本文:
::::

『X-MEN: アポカリプス』を2D字幕版でみました。以下感想。
1973年、ベトナム戦争終結のためにパリ協定が締結されようとしていたそのとき、人ならざる力を持つ異能の人――ミュータントの存在を世界は知ることとなった。それから約10年後、1980年代の世界は異能の人類を受け入れていかざるをえない、そのような状況にあったが、普通の人々は異能の人々を完全には受け入れてはいなかった。10年前の事件の記憶は、人々の記憶に焼き付いていたのだから。そんななか、プロフェッサーXことチャールズ・エグゼビアは、よりよき世界を築くため、「恵まれし子らの学園」でミュータントの子供たちを保護・教育していた。一方、かつて事件を引き起こした首謀者であるエリック・レーンシャー=マグニートーは指名手配を逃れるため偽名を使ってポーランドに潜伏し、能力を隠し妻子とともにひっそりと、穏やかな暮らしを送っていた。そんな見かけの上では穏やかな日々は、エジプトでよみがえった古代のミュータントによって破られる。その名はエン・サバー・ヌール=アポカリプス。強力なミュータントを従え世界を造り替えようと目論む最強の敵に、ミュータントたちはどのように対峙するのか。
アメコミを原作にしたシリーズものの映画って、MCUの作品群もそうですが、基本的にはキャラ萌え映画だと僕は思っています。キャラ萌え映画とは具体的にはどんなもんかというと、個性的なキャラクターとそれらに命を吹き込む俳優の演技を、過去の作品を参照しつつその連続性のうえに新作を楽しむ、という構えでみる作品ってな感じで、そういう感じで僕は『X-MEN』シリーズをみています。それでこの『X-MEN: アポカリプス』なんですが、今までのシリーズのなかでもそのキャラ萌え映画の色が極めて強くないか?と感じたわけです。スピンオフ作品を除けば6作目にあたる本作ですが、観客が既存の作品をみていること前提につくられているなーという感覚がもっとも強かった。『ファースト・ジェネレーション』と『フューチャー&パスト』をみて、若きプロフェッサーXとマグニートーの物語が記憶にないと物語に入り込むのは相当厳しいんじゃないか。

::::

提示リスト:

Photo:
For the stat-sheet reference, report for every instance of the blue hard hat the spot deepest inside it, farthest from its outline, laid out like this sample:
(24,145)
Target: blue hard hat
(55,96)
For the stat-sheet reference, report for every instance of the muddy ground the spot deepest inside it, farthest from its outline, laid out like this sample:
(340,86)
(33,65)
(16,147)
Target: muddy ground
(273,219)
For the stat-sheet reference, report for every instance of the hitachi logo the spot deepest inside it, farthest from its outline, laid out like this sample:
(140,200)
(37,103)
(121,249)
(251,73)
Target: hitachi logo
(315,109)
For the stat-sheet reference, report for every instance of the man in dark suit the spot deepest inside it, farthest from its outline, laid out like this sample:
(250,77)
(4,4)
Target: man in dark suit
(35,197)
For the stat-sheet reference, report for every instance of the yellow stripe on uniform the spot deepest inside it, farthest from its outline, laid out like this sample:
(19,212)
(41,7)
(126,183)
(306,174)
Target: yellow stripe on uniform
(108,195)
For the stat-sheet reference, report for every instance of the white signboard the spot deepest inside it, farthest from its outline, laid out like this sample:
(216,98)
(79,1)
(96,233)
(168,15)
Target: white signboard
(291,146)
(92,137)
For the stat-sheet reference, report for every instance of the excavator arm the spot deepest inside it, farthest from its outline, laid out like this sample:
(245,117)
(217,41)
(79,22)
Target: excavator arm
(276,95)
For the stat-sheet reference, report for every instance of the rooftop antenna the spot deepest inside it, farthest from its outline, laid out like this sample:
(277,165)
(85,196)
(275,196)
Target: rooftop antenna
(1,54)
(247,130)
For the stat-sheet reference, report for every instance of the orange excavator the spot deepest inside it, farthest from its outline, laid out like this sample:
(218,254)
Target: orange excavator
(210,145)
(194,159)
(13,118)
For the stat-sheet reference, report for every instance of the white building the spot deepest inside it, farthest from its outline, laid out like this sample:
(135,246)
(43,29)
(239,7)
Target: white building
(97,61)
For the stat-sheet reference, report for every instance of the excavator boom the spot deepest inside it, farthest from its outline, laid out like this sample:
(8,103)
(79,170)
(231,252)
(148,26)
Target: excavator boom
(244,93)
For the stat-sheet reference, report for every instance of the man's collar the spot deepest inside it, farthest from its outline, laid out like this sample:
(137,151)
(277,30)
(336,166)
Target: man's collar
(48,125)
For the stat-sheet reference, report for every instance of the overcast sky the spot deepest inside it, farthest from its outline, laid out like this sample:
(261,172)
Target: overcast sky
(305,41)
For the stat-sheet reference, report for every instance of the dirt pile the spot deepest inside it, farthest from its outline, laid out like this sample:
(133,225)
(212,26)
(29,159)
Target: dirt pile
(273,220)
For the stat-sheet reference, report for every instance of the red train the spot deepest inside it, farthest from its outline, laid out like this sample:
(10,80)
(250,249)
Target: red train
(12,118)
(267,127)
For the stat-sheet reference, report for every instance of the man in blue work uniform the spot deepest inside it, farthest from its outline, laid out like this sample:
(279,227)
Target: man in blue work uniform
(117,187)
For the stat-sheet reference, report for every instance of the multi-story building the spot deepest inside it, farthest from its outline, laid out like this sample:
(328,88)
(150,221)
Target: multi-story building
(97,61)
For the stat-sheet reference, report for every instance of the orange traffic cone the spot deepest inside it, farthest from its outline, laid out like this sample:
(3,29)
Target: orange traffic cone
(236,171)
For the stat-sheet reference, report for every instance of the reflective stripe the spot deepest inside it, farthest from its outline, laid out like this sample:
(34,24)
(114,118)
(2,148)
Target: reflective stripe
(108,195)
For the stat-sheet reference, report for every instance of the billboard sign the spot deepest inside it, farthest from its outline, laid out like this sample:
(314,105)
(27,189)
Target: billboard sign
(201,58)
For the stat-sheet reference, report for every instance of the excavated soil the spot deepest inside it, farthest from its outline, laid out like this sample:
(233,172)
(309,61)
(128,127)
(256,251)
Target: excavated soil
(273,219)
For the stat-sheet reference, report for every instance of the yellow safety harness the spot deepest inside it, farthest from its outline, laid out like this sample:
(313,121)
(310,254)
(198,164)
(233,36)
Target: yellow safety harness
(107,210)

::::

記述課題:
(a) 本文について答えてください。
(i) マグニートーが偽名を使って潜伏していた国はどこですか?
(ii) 古代のミュータントがよみがえった場所はどこですか?
(iii) スピンオフ作品を除くと、本作はシリーズ何作目にあたりますか?
(b) リストから「traffic」という語を含む行をすべて選び、そのまま書き写してください。

課題別解答:
(a)
(i) ポーランド
(ii) エジプト
(iii) 6作目

(b)
For the stat-sheet reference, report for every instance of the orange traffic cone the spot deepest inside it, farthest from its outline, laid out like this sample:
Target: orange traffic cone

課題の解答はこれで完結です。